EXERCISES TO COMPLETE:
1. In the news excerpt about Michael Osterholm, condense the paragraph beginning "Michael Osterholm, the current director" into a shorter version that keeps its main facts.
2. Write the next part of the news excerpt about Michael Osterholm's stay-at-home proposal, starting after its final paragraph.

SOURCE DOCUMENT:
--------------------------------
Infectious diseases expert Michael Osterholm was named to a panel of coronavirus advisers to the president-elect Monday.

Dr. Michael Osterholm, now a coronavirus adviser to presumptive President-elect Joe Biden, speaks in St. Paul, Minnesota, on April 22, 2020.

One of President-elect Joe Biden’s coronavirus advisers suggested this week that the pandemic could be stemmed significantly, resulting in reduced hospitalizations and lower daily COVID-19 case counts and deaths, if the country dedicated itself to a four-to-six weeks long nationwide stay-at-home order.

Michael Osterholm, the current director of the Center for Infectious Disease Research and Policy at the University of Minnesota, was just named to a list of coronavirus advisers to Biden on Monday. Speaking to Yahoo! Finance on Wednesday, Osterholm suggested that a nationwide “lockdown” could ease the economic burdens created by the coronavirus pandemic in the U.S.

Osterholm explained that the nation is heading toward a “COVID hell” this winter. He acknowledged that a “pandemic fatigue” was partly to blame, as Americans grow weary of wearing masks and adhering to social distancing guidelines.
--------------------------------
Natural-language object grounding data
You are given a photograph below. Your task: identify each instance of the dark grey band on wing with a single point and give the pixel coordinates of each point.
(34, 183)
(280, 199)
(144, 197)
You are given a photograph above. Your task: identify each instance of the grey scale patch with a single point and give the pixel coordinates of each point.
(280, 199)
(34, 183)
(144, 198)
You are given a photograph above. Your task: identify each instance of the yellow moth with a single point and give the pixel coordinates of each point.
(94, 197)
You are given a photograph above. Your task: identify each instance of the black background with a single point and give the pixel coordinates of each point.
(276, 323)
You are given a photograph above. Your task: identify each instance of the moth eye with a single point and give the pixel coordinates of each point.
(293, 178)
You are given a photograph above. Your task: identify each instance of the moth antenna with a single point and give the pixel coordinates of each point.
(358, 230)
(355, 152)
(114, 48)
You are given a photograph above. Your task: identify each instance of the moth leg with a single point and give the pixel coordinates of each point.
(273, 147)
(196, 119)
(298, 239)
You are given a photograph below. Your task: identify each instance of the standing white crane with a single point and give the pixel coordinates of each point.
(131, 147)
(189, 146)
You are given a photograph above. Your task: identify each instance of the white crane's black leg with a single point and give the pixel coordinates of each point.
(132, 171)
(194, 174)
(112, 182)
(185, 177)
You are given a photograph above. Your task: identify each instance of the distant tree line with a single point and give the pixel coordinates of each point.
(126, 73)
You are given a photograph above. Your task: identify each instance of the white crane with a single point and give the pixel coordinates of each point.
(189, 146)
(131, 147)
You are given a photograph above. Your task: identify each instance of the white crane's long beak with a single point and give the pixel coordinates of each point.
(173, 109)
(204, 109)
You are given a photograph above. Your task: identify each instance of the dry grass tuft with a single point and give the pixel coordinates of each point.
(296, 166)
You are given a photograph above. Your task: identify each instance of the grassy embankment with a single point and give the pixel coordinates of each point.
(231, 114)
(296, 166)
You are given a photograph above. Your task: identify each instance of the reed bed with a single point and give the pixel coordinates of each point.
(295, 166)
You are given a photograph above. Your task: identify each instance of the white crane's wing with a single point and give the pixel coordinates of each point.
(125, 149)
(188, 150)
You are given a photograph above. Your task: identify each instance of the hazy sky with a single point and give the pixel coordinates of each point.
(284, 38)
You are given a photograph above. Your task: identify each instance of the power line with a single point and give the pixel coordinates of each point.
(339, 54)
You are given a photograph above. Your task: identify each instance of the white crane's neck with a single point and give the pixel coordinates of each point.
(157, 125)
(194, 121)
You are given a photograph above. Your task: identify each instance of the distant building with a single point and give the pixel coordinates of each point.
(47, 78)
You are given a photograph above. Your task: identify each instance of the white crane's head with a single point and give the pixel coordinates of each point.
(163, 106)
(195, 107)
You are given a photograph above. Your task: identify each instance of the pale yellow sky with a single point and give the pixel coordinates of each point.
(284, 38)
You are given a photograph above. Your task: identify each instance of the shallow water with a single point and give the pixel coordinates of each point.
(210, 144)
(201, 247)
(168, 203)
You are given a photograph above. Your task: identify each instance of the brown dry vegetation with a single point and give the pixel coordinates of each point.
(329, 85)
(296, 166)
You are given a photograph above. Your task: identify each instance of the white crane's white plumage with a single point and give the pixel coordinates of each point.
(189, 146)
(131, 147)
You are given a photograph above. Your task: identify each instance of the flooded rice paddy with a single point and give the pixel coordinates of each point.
--------------------------------
YOUR RESPONSES:
1. Michael Osterholm, director of the Center for Infectious Disease Research and Policy at the University of Minnesota, was named one of Biden's coronavirus advisers on Monday. On Wednesday he told Yahoo! Finance that a nationwide "lockdown" could ease the pandemic's economic burdens in the U.S.

2.
Despite that, however, a nationwide stay-at-home order for a month or so could stabilize or even reduce the number of new cases being witnessed daily. Such a plan, if supported by the federal government, could restart the nation’s economy too, he added.

“We could pay for a package right now to cover all of the wages, lost wages for individual workers, for losses to small companies, to medium-sized companies or city, state, county governments,” Osterholm said. “We could do all of that. If we did that, then we could lock down for four to six weeks.”

Doing so at a time when a potential vaccine may be made available could be doubly beneficial, he added.

“We could really watch ourselves cruising into the vaccine availability in the first and second quarter of next year while bringing back the economy long before that,” Osterholm said.

While several states issued similar stay-at-home orders in the spring of this year to quell the spread of the virus, Osterholm, writing in an op-ed in August alongside Minneapolis Federal Reserve President Neel Kashkari, had noted that those orders were not successful because they lacked standardization.

“The problem with the March-to-May lockdown was that it was not uniformly stringent across the country,” the pair wrote in their op-ed, which was published in The New York Times this summer. “For example, Minnesota deemed 78 percent of its workers essential. To be effective, the lockdown has to be as comprehensive and strict as possible.”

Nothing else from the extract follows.